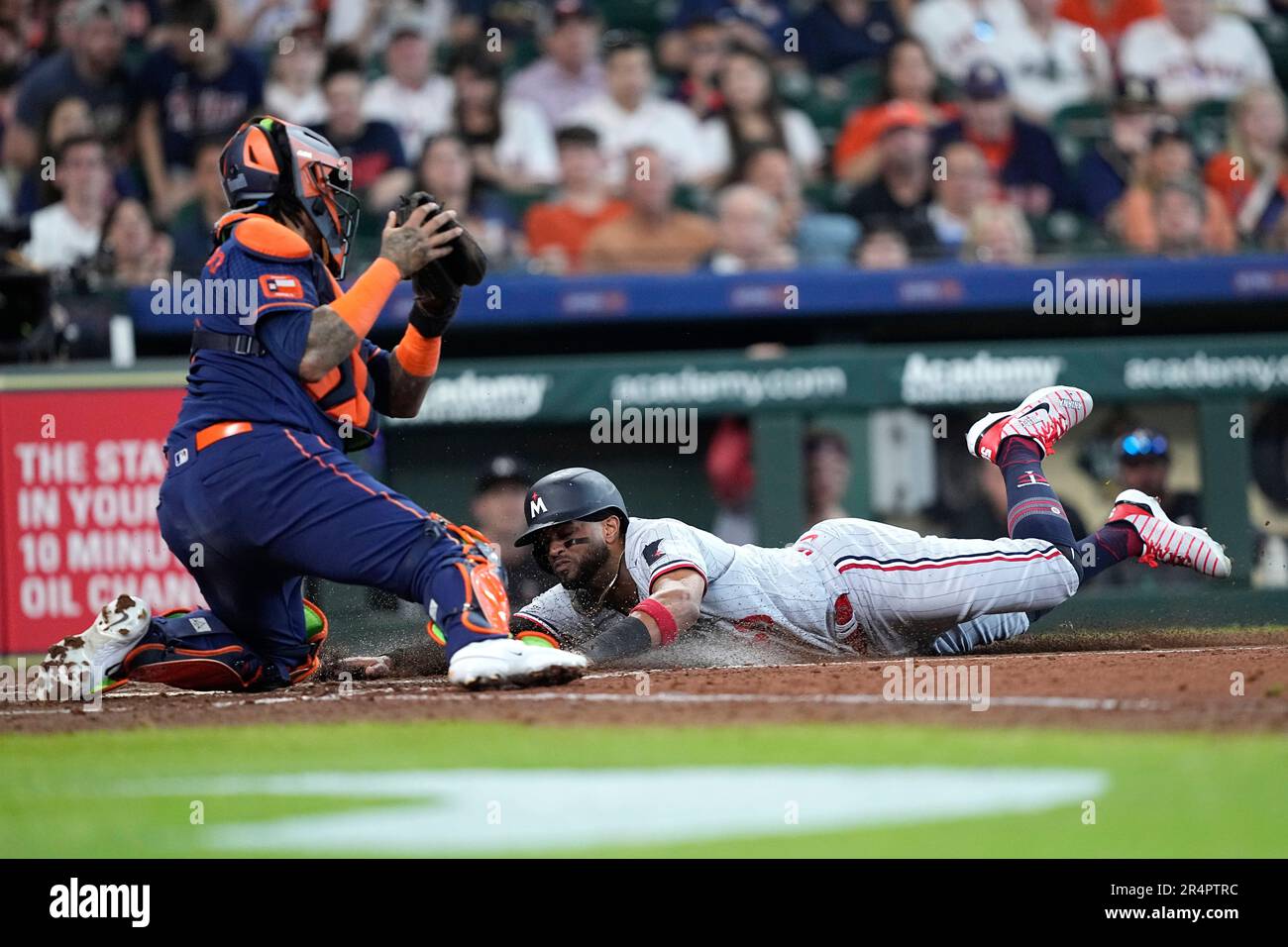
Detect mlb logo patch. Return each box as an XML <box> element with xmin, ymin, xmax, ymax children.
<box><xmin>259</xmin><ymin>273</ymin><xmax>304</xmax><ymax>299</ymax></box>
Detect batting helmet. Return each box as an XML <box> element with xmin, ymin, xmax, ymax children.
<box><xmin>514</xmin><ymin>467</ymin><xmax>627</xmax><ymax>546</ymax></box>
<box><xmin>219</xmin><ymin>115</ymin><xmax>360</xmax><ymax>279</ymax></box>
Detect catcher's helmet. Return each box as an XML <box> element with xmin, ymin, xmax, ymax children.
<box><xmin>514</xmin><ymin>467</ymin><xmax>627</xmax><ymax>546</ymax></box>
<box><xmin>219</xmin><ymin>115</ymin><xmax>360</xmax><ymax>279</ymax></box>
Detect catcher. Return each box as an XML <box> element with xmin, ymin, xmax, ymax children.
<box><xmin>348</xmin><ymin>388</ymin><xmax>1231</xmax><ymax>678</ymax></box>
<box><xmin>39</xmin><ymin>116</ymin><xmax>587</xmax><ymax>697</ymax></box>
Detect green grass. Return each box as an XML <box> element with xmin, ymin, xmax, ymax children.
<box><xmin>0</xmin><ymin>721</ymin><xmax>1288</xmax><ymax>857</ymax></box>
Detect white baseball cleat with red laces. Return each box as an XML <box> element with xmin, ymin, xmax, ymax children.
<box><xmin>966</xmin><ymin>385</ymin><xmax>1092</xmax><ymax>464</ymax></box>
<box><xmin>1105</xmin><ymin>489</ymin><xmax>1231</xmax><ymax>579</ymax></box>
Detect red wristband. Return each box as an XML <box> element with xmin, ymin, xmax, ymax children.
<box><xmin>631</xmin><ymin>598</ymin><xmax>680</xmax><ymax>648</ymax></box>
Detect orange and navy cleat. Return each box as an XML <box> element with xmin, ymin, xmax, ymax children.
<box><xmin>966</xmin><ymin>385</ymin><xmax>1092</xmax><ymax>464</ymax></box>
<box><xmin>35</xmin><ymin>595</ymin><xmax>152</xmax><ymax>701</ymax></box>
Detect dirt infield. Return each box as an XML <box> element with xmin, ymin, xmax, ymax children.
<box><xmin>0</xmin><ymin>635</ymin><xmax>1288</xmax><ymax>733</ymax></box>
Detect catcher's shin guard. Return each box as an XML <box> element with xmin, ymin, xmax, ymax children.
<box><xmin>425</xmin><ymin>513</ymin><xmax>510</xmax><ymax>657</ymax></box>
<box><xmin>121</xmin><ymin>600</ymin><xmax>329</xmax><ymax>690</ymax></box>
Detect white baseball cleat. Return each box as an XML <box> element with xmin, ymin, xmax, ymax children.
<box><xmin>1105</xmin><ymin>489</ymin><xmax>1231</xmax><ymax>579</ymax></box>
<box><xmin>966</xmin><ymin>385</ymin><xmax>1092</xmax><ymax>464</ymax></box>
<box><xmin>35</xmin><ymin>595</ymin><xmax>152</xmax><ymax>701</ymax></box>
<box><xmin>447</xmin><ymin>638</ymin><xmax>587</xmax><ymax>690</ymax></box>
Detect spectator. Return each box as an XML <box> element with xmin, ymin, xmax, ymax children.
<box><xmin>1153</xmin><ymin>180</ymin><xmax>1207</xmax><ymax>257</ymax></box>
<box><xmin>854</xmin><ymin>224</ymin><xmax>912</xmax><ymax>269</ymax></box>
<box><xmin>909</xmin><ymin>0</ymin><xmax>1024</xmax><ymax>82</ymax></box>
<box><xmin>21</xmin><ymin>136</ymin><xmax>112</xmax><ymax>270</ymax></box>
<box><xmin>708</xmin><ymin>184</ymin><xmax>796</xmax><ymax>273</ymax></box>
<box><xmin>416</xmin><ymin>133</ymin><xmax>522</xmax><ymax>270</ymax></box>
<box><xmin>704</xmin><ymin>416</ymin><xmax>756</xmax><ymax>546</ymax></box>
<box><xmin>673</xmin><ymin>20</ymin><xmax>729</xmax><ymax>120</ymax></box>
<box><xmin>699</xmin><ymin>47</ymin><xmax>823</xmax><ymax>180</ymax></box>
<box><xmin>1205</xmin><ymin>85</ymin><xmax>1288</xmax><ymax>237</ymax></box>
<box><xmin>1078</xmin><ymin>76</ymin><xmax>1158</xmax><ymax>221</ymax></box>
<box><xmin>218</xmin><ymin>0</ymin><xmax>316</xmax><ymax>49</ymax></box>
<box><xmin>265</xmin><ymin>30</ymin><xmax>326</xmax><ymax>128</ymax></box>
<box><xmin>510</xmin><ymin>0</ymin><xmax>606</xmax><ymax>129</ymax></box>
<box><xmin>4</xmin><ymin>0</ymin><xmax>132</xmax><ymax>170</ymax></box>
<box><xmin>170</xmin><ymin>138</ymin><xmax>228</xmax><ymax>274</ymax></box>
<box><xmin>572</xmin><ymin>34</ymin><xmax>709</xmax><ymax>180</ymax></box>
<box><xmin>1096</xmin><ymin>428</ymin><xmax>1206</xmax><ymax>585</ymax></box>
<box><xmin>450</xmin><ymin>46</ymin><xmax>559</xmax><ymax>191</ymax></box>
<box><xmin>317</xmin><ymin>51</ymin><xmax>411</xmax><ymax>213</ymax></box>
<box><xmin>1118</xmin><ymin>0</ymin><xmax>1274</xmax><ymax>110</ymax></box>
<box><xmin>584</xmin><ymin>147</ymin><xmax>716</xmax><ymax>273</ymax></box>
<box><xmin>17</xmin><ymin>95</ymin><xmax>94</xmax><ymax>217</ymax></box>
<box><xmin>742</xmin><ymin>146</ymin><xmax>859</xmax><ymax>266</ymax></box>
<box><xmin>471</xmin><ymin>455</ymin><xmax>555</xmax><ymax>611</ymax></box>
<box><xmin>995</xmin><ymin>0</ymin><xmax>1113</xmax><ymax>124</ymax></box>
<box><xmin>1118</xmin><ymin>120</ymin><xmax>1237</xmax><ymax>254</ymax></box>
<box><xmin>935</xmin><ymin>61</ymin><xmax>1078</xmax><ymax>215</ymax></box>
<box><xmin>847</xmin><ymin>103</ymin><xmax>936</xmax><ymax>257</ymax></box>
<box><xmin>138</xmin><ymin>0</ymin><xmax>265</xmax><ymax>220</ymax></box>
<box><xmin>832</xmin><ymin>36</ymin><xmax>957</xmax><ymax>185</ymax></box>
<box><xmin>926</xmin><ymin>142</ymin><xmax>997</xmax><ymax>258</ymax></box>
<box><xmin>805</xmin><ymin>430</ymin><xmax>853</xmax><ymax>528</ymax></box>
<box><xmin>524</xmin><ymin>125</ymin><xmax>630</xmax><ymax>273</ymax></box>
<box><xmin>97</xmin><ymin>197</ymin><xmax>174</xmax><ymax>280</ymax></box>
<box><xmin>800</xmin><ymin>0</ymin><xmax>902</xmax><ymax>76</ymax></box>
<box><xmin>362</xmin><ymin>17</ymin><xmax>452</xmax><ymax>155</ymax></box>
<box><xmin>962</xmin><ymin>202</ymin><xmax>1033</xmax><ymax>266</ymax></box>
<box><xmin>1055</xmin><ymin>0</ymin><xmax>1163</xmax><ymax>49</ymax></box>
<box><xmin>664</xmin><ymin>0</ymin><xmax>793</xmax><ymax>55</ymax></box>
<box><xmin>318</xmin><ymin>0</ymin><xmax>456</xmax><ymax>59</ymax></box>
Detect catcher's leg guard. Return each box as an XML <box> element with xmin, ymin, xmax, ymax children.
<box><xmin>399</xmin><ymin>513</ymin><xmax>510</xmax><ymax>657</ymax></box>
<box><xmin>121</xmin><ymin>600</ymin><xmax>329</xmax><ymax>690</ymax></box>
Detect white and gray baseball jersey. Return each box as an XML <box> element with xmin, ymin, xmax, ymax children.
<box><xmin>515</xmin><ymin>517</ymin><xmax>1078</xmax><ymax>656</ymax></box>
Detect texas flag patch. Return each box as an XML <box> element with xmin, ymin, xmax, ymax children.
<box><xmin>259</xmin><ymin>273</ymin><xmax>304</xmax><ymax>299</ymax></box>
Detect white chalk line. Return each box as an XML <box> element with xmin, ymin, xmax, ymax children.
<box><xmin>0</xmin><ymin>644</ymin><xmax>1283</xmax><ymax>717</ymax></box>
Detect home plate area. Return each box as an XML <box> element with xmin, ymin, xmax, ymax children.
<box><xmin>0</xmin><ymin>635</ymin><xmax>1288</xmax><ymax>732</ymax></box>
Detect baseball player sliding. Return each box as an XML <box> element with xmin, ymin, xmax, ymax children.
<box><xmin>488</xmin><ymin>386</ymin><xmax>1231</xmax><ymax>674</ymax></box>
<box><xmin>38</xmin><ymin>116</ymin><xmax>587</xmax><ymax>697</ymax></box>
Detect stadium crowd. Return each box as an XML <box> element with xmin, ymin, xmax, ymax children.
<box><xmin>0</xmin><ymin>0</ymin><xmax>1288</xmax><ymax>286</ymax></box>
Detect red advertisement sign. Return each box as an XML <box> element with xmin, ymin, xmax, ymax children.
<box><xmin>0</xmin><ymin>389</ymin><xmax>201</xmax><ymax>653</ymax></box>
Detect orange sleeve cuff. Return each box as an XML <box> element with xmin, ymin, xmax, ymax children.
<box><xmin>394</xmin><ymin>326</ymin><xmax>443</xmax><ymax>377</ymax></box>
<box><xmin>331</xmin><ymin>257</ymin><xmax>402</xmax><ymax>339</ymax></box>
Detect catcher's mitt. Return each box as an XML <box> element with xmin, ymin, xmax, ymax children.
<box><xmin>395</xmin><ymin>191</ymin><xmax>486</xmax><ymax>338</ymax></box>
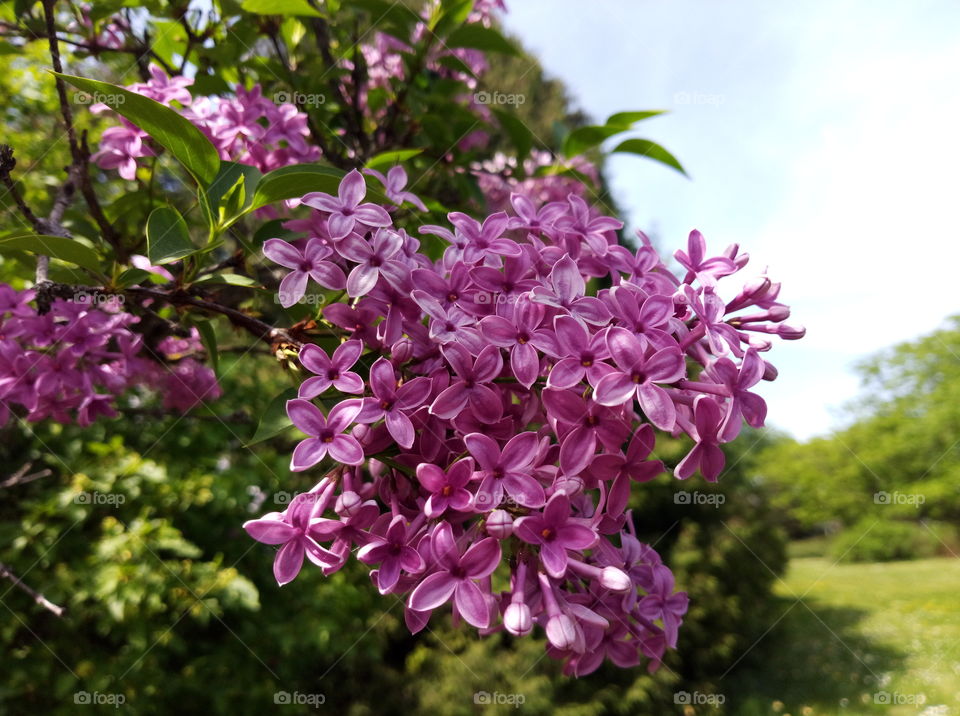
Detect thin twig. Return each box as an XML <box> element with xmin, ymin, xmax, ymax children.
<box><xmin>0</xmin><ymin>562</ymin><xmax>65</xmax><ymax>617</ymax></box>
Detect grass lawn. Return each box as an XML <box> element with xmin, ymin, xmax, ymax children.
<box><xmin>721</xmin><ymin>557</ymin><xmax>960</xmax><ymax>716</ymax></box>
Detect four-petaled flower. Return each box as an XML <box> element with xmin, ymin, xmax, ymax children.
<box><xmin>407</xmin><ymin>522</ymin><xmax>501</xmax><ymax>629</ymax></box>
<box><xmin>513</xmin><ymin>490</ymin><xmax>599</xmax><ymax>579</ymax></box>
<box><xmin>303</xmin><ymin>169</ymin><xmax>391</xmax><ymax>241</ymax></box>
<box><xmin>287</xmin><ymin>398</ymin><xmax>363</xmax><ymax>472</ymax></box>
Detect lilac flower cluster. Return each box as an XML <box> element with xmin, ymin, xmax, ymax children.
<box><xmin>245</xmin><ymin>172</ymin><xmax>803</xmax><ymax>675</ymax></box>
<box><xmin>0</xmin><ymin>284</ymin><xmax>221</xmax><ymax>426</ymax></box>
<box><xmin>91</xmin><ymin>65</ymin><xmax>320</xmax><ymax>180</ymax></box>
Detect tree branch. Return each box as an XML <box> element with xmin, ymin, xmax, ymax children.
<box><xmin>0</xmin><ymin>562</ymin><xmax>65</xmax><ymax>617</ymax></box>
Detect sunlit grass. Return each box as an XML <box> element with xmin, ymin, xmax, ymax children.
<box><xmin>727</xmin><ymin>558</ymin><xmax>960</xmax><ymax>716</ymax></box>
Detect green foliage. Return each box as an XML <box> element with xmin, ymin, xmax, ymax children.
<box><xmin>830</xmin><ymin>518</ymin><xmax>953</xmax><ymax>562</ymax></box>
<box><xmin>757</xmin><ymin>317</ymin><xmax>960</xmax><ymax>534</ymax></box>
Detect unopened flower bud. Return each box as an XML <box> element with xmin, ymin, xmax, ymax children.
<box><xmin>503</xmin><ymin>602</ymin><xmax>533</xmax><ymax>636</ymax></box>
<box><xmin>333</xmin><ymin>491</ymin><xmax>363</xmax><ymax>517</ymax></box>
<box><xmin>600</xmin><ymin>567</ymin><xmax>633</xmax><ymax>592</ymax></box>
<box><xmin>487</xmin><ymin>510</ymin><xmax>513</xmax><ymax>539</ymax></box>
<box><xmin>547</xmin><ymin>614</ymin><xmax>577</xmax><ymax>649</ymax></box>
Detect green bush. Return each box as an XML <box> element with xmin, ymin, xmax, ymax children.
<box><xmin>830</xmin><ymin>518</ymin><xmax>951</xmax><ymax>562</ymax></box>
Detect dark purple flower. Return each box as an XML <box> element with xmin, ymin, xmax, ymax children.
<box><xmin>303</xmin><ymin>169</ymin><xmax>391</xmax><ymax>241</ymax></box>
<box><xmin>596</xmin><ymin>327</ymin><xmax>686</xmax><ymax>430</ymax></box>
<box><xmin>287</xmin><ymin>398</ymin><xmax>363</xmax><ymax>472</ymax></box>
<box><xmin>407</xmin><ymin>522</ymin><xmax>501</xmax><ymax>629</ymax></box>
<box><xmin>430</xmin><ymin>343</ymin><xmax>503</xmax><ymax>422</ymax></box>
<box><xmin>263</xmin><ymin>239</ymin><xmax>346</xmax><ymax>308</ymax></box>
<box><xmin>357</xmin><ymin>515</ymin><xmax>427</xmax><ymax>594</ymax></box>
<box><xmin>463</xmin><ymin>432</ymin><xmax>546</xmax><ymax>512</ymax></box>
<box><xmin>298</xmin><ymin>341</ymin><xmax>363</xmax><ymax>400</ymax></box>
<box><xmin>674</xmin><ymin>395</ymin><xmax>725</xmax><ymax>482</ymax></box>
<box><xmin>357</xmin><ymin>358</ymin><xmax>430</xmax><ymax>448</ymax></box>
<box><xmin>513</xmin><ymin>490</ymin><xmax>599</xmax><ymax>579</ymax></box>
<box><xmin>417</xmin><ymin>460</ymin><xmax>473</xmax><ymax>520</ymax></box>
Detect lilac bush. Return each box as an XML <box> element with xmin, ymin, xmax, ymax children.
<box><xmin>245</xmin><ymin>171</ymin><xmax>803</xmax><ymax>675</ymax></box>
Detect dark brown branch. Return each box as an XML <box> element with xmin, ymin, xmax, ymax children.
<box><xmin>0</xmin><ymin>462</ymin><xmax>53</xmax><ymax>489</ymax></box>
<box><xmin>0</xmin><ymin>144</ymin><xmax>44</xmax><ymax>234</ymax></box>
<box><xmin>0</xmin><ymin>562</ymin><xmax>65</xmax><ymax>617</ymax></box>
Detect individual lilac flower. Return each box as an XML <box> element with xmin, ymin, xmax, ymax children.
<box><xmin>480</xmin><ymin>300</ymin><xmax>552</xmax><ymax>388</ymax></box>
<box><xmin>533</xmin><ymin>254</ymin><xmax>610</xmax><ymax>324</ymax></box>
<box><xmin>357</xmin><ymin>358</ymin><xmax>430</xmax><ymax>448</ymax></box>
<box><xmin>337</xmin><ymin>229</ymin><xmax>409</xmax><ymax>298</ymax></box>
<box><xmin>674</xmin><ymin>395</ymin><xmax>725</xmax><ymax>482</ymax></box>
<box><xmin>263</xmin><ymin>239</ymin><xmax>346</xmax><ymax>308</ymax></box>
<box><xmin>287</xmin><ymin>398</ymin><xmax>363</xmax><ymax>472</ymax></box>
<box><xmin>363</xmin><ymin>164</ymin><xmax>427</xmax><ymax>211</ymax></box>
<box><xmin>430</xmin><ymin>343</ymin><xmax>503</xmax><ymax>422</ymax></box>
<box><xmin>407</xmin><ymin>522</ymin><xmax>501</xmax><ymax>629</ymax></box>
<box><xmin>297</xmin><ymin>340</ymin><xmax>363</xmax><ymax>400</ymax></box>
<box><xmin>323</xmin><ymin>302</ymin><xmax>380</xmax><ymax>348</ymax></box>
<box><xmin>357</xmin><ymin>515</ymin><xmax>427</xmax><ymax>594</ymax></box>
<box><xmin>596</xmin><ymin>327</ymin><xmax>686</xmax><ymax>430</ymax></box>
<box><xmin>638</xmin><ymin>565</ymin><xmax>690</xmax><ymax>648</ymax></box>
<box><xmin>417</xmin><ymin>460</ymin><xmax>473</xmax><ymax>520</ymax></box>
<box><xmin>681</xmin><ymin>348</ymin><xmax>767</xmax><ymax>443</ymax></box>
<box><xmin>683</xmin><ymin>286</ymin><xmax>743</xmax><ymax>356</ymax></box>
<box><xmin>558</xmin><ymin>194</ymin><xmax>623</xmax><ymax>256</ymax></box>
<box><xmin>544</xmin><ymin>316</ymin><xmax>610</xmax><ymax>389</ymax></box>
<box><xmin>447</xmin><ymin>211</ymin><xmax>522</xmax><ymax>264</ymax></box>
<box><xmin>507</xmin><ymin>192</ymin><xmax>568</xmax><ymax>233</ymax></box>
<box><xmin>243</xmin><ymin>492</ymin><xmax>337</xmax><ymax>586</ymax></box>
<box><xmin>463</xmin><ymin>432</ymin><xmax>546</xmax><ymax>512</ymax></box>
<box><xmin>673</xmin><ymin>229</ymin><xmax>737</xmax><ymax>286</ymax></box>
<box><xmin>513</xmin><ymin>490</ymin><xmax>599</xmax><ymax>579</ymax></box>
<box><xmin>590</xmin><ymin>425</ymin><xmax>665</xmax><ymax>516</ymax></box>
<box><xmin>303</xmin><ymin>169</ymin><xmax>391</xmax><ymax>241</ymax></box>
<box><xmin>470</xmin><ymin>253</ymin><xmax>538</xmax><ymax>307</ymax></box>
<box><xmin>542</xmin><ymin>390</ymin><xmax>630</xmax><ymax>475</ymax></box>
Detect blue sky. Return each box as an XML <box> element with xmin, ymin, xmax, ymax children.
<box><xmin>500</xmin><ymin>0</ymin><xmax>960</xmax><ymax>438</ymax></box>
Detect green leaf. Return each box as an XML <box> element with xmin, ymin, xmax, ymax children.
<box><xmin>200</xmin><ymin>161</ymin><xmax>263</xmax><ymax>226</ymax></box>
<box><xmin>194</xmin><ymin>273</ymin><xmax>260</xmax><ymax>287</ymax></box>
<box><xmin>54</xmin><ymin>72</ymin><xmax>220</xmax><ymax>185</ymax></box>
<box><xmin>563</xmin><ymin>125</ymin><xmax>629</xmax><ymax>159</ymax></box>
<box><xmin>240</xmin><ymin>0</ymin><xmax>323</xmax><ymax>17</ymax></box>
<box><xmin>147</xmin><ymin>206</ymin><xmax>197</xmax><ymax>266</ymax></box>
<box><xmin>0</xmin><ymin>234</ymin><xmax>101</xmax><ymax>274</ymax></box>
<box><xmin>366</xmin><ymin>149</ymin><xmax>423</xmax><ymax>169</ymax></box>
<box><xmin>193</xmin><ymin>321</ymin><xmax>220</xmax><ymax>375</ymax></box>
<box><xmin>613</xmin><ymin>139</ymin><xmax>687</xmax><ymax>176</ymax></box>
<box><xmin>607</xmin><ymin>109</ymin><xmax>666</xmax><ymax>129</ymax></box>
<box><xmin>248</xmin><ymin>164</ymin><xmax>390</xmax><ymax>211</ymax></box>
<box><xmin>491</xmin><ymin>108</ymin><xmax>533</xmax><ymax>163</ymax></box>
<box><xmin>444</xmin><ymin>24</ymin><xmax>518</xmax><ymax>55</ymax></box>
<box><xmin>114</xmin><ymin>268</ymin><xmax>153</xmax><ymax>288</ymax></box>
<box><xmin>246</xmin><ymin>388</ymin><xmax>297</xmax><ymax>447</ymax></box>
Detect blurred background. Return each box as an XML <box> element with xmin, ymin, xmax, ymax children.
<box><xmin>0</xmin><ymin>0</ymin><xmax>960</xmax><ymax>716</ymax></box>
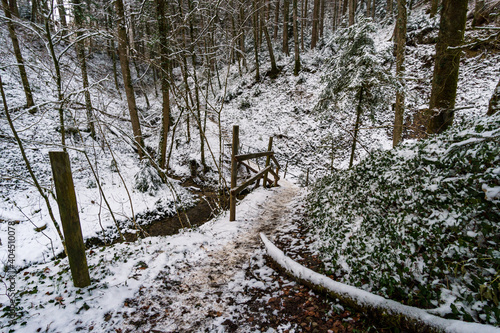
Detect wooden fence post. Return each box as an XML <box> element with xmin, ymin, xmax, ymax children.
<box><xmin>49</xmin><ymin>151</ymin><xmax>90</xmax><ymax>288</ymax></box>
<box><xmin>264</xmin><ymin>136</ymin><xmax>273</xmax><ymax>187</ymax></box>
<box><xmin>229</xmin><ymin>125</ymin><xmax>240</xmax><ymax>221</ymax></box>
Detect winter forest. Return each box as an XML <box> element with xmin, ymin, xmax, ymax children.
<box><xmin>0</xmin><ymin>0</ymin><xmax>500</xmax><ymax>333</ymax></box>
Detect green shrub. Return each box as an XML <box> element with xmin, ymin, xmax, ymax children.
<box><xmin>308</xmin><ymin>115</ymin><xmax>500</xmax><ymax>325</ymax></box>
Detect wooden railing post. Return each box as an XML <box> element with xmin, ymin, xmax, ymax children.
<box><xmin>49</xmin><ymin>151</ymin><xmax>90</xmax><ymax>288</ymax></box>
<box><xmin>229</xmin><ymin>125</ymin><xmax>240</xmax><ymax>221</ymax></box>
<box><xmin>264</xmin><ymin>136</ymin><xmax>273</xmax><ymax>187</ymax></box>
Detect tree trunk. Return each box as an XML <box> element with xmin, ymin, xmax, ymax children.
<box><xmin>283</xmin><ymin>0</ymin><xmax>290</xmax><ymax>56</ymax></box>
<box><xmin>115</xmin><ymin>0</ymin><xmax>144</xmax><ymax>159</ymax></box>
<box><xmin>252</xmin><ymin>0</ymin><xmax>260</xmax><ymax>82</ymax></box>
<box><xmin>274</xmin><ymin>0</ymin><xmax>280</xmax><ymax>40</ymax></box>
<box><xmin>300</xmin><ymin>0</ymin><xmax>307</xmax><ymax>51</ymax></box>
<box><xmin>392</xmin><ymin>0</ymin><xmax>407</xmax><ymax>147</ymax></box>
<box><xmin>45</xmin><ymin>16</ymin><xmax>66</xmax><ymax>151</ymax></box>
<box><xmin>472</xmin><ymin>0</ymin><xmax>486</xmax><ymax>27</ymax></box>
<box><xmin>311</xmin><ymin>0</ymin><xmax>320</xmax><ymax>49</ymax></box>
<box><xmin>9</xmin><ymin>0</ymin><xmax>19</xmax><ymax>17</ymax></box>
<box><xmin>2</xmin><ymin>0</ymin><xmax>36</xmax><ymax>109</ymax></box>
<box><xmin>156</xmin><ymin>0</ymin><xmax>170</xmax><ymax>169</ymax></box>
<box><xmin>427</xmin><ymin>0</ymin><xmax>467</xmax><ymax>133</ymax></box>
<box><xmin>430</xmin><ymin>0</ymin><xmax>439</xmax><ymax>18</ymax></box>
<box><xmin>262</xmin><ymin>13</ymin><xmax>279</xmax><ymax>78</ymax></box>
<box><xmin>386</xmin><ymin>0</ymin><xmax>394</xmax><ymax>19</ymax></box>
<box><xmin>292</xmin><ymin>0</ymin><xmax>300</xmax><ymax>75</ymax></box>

- **Your task**:
Tally the lines in the rows above that contain the string "baseball", treating case as significant, and reply with only the number.

- **Task result**:
4